* Exercise details
Everything from the line that contains "Where can the tree" through the final line of the records should be written out exactly, and nothing outside that span.

-- Start of Records for this task --

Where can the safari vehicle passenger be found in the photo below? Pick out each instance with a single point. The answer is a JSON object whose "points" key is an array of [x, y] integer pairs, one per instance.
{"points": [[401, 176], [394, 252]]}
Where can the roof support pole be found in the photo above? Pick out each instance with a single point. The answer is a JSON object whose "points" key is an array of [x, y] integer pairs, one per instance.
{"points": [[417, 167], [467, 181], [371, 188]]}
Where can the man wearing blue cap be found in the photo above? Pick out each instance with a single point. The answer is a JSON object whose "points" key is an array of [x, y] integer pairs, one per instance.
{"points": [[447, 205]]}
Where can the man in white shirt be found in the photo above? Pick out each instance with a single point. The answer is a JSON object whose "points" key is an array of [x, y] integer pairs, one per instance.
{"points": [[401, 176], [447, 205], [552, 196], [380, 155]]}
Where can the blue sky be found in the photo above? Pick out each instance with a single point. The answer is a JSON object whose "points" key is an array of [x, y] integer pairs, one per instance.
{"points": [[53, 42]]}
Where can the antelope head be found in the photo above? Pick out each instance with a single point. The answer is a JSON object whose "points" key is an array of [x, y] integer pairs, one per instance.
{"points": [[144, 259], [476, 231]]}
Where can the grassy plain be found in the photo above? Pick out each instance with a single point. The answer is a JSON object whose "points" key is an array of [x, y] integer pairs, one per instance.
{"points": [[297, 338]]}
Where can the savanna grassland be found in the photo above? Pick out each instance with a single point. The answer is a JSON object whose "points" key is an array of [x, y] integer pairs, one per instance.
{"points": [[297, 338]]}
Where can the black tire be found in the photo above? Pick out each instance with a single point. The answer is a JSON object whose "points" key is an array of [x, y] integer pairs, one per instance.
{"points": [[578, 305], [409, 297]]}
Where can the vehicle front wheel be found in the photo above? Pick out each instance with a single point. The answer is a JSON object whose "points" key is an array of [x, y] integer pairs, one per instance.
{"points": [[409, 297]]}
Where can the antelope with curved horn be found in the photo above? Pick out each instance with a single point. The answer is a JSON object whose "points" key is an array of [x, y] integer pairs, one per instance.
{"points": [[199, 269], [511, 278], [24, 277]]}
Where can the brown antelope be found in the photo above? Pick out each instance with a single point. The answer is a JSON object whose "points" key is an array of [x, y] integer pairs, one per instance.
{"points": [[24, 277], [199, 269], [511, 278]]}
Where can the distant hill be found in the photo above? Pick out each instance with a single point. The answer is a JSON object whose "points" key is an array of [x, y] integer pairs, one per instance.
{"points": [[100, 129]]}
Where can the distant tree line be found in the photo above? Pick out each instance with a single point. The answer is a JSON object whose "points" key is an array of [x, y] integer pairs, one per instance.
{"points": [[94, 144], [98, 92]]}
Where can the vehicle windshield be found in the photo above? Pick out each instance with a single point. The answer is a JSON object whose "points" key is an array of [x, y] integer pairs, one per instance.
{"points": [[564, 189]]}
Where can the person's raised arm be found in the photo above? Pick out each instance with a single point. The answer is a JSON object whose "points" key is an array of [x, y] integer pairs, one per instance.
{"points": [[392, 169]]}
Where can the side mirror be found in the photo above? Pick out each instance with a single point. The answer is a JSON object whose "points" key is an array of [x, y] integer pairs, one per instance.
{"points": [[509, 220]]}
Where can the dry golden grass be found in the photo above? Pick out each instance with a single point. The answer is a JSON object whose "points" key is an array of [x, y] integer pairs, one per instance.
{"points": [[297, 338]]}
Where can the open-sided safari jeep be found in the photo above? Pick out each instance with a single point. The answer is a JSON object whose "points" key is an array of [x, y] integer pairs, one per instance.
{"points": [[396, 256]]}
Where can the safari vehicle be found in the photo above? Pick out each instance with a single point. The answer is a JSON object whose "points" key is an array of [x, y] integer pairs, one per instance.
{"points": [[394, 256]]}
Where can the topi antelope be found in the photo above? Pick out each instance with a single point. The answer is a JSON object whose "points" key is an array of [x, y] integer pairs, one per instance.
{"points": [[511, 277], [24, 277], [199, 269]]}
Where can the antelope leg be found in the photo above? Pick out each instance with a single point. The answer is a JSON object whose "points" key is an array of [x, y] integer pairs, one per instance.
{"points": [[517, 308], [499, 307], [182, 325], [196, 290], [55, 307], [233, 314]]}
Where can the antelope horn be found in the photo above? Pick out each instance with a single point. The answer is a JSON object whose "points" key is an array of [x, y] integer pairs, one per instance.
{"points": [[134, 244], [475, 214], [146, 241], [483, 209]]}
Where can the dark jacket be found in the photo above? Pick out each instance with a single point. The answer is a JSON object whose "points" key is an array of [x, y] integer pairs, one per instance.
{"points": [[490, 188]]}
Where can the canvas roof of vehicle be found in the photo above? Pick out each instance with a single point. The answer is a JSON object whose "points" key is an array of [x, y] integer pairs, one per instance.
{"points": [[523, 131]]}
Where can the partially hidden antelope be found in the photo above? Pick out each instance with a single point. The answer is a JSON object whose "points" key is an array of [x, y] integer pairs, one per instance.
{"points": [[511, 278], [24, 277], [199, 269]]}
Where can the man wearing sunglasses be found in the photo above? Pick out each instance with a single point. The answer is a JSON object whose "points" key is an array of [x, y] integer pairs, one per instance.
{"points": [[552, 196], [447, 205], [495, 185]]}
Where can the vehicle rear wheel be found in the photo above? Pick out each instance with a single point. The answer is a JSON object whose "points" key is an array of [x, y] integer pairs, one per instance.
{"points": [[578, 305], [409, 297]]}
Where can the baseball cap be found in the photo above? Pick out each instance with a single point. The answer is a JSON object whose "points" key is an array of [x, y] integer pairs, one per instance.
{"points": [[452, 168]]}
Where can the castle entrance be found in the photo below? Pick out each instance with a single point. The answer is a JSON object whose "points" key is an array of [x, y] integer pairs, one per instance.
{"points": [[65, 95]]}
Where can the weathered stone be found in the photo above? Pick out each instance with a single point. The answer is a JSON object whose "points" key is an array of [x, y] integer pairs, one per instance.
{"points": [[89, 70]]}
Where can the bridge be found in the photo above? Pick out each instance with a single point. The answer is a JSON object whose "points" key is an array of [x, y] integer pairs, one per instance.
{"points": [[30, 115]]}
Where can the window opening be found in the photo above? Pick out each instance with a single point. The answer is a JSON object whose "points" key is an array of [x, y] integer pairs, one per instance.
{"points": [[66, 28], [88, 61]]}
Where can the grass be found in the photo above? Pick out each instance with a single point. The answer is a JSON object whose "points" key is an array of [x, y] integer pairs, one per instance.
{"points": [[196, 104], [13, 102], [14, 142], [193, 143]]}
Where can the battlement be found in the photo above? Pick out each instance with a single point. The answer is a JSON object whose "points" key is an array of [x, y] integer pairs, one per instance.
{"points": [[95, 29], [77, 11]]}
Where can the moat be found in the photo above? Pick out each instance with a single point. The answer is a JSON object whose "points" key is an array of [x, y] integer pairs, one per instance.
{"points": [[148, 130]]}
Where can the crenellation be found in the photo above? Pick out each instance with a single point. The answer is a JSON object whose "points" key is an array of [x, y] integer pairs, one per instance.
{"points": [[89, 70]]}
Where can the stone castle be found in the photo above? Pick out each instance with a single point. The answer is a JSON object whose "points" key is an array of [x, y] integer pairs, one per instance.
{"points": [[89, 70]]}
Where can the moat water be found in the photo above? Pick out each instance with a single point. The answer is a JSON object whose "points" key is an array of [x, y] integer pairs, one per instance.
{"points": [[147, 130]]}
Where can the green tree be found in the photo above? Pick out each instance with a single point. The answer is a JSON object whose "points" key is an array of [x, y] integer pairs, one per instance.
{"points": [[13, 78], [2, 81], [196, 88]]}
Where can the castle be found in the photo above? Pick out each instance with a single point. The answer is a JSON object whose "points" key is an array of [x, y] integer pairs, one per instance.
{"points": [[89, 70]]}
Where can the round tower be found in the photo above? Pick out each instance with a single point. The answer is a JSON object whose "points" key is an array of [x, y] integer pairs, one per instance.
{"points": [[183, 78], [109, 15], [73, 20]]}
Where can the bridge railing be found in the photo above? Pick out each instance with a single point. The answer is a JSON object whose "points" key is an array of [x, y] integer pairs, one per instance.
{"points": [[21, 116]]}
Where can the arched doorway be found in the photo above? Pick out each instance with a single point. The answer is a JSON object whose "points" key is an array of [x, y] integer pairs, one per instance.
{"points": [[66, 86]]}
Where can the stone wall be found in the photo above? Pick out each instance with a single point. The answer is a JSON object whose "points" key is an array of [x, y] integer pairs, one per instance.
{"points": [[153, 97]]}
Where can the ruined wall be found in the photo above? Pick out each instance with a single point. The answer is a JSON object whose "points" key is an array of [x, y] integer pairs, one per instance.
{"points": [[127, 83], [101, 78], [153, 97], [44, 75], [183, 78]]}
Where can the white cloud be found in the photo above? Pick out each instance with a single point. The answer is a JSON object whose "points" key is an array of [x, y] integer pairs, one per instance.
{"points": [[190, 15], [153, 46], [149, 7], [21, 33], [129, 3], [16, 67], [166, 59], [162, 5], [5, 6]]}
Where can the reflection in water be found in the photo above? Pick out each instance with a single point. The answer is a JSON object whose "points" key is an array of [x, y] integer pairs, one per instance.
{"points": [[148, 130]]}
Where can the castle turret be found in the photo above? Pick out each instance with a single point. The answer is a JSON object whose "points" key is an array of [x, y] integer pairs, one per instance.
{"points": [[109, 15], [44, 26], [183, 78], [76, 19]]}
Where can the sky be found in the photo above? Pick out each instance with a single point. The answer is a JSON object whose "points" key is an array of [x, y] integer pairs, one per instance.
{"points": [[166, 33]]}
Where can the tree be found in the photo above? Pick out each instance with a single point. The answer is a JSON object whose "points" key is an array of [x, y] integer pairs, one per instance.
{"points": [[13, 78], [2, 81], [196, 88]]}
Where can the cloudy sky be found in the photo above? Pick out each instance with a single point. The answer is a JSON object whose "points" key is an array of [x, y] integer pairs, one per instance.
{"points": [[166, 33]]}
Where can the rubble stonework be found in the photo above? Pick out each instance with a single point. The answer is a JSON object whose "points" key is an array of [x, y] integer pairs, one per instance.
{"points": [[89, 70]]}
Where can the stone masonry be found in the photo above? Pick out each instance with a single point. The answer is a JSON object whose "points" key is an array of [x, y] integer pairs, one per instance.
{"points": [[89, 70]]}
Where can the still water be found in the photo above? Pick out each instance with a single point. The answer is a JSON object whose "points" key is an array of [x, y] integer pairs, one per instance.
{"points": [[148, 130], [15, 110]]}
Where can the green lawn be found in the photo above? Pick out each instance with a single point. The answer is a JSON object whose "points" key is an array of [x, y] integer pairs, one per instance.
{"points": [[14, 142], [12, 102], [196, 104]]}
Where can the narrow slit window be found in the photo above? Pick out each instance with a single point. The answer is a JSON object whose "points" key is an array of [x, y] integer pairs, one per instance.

-- End of Records for this task --

* Result of the task
Where can the tree be found in the photo above? Pick out each instance with a single point. The answer is a JSON object whose "points" key is an array of [x, y] integer pairs, one per instance.
{"points": [[13, 78], [2, 81], [196, 88]]}
Where can the cloudy sky be found in the photo above? Pick out each instance with a single point. The answer is a JSON object whose "points" key is an array of [x, y] integer pairs, one per instance.
{"points": [[166, 33]]}
Where can the rubble stonework be found in the photo above? Pick out each instance with a single point. The answer is a JSON object whose "points" key is an array of [x, y] integer pairs, one per instance.
{"points": [[89, 70]]}
Where can the stone masonry be found in the photo above? Pick out each instance with a single point. The answer is a JSON object whose "points" key is an array of [x, y] integer pairs, one per instance.
{"points": [[89, 70]]}
Where can the still water be found in the photo above? Pick out each instance with a single point. The answer is a JSON object whose "points" key is an array of [x, y] integer pairs, one per instance.
{"points": [[148, 130], [15, 110]]}
Where can the green lawn be found in the photo above? Pick out each instance with a single point. The answer is a JSON object whose "points" key is an array of [x, y] integer pairs, one per instance.
{"points": [[14, 142], [12, 102], [196, 104]]}
Where can the narrow slit window be found in the photo above? Pick out each instance with a single point. The answer is a JSON object whose "points" key is an array of [x, y] integer pairs, one per instance.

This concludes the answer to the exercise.